Records shown:
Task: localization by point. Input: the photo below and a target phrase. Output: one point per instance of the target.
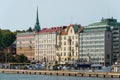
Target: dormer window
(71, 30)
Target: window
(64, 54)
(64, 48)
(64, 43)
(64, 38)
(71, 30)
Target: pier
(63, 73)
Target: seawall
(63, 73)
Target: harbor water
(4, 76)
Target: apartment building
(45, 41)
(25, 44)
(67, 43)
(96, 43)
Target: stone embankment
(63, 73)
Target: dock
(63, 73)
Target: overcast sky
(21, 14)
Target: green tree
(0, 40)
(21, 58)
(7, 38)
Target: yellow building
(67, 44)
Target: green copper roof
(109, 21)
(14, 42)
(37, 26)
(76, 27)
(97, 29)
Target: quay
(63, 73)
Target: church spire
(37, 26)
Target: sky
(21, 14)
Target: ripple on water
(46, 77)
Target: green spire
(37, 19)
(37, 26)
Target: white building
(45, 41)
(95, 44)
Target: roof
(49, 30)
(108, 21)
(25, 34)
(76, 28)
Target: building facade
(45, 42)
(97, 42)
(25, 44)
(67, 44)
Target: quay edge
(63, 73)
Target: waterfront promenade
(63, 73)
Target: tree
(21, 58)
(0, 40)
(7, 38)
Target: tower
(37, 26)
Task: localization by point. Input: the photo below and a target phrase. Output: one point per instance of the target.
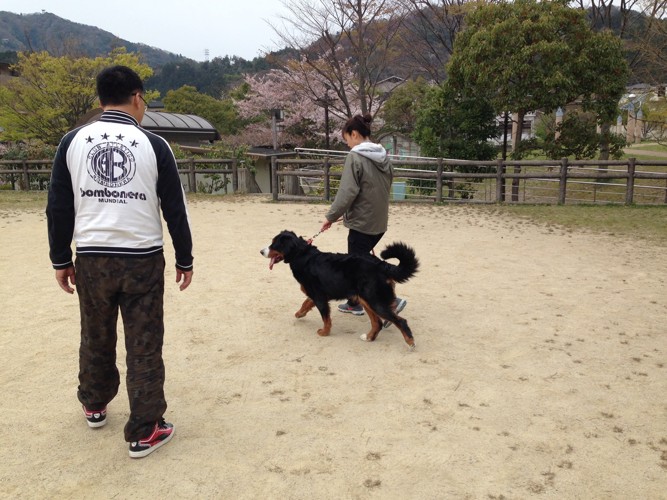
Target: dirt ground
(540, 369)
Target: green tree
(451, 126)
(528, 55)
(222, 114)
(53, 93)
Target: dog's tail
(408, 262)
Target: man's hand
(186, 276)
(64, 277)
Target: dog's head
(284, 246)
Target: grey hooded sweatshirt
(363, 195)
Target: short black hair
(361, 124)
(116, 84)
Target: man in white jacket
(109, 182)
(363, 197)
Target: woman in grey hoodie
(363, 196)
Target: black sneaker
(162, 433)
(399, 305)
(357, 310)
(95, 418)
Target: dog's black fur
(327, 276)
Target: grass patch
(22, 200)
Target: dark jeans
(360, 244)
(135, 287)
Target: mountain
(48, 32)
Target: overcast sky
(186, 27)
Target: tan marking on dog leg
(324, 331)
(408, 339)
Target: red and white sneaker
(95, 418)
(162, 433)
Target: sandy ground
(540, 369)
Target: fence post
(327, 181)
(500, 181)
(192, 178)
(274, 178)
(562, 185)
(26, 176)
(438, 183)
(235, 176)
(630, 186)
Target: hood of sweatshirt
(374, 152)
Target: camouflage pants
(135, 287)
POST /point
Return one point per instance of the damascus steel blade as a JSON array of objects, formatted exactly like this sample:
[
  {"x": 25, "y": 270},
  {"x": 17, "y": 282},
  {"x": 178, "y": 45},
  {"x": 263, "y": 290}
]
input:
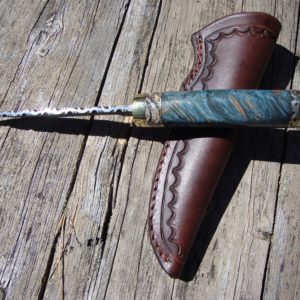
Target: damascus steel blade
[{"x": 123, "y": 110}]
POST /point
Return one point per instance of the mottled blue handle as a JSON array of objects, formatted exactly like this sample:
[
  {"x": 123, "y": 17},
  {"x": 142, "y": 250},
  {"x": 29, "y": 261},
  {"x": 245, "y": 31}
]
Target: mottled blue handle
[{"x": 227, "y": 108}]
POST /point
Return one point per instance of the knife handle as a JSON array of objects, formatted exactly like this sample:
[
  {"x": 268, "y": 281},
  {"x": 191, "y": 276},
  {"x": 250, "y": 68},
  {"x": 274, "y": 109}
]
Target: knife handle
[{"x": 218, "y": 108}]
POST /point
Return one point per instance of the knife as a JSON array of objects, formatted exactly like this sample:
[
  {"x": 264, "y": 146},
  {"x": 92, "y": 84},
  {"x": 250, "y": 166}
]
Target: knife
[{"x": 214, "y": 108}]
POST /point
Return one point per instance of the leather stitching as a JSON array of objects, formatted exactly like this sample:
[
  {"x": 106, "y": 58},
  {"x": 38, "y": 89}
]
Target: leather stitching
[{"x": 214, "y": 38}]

How to complete this task: Print the records exactly and omit all pictures.

Response to the task:
Task: localization by point. Input: the photo below and a target phrase. Output: one point per instance of the target.
Target: dormer window
(71, 30)
Target: window
(64, 54)
(64, 48)
(64, 43)
(64, 38)
(71, 30)
Target: pier
(63, 73)
Target: seawall
(63, 73)
Target: harbor water
(4, 76)
Target: apartment building
(45, 41)
(25, 44)
(67, 43)
(96, 43)
Target: stone embankment
(63, 73)
Target: dock
(63, 73)
Target: overcast sky
(21, 14)
Target: green tree
(0, 40)
(21, 58)
(7, 38)
Target: yellow building
(67, 44)
Target: green copper roof
(109, 21)
(14, 42)
(37, 26)
(76, 27)
(97, 29)
Target: quay
(63, 73)
Target: church spire
(37, 26)
Target: sky
(21, 14)
Target: ripple on water
(46, 77)
Target: green spire
(37, 19)
(37, 26)
Target: white building
(45, 41)
(95, 44)
Target: roof
(49, 30)
(108, 21)
(25, 34)
(76, 28)
Target: building facade
(45, 42)
(97, 42)
(25, 44)
(67, 44)
Target: quay edge
(63, 73)
Target: waterfront promenade
(63, 73)
Target: tree
(21, 58)
(0, 40)
(7, 38)
Target: tower
(37, 26)
Task: localization by point. Input: the photo below and a target phrase. Output: one point per instance of the target.
Target: dirt ground
(540, 369)
Target: green tree
(451, 126)
(528, 55)
(222, 114)
(53, 93)
Target: dog's tail
(408, 262)
Target: man's hand
(186, 276)
(64, 277)
Target: dog's head
(284, 246)
Target: grey hooded sweatshirt
(363, 195)
Target: short black hair
(361, 124)
(116, 84)
Target: man in white jacket
(109, 182)
(363, 197)
Target: woman in grey hoodie
(363, 196)
Target: black sneaker
(162, 433)
(399, 305)
(357, 310)
(95, 418)
Target: dog's black fur
(327, 276)
Target: grass patch
(22, 200)
Target: dark jeans
(360, 244)
(135, 287)
Target: mountain
(48, 32)
Target: overcast sky
(186, 27)
Target: tan marking on dog leg
(324, 331)
(408, 339)
Target: red and white sneaker
(95, 418)
(162, 433)
Target: sandy ground
(540, 369)
Target: fence post
(327, 181)
(500, 181)
(192, 178)
(274, 178)
(562, 185)
(26, 176)
(438, 183)
(235, 176)
(630, 186)
Target: hood of sweatshirt
(374, 152)
Target: camouflage pants
(135, 287)
POST /point
Return one point per instance of the damascus steel blade as a JSON array of objects, formatted exactly like this sample:
[
  {"x": 25, "y": 270},
  {"x": 17, "y": 282},
  {"x": 178, "y": 45},
  {"x": 263, "y": 290}
]
input:
Target: damascus steel blade
[{"x": 123, "y": 110}]
POST /point
Return one point per instance of the mottled blue handle as a JSON array of objects, formatted exactly like this sample:
[
  {"x": 123, "y": 17},
  {"x": 142, "y": 250},
  {"x": 29, "y": 261},
  {"x": 245, "y": 31}
]
Target: mottled blue handle
[{"x": 227, "y": 108}]
POST /point
Return one point per instance of the knife handle as a JSON array of objects, formatted exactly like this sample:
[
  {"x": 268, "y": 281},
  {"x": 191, "y": 276},
  {"x": 250, "y": 68},
  {"x": 274, "y": 109}
]
Target: knife handle
[{"x": 218, "y": 108}]
POST /point
Return one point per instance of the knife as a JSON array of objects, formatted exactly like this sample:
[
  {"x": 264, "y": 146},
  {"x": 92, "y": 84},
  {"x": 250, "y": 166}
]
Target: knife
[{"x": 214, "y": 108}]
POST /point
Return one point per instance of the leather stitching as a JSON array of objects, formatted exactly like this sample:
[
  {"x": 106, "y": 58},
  {"x": 38, "y": 89}
]
Target: leather stitching
[{"x": 214, "y": 38}]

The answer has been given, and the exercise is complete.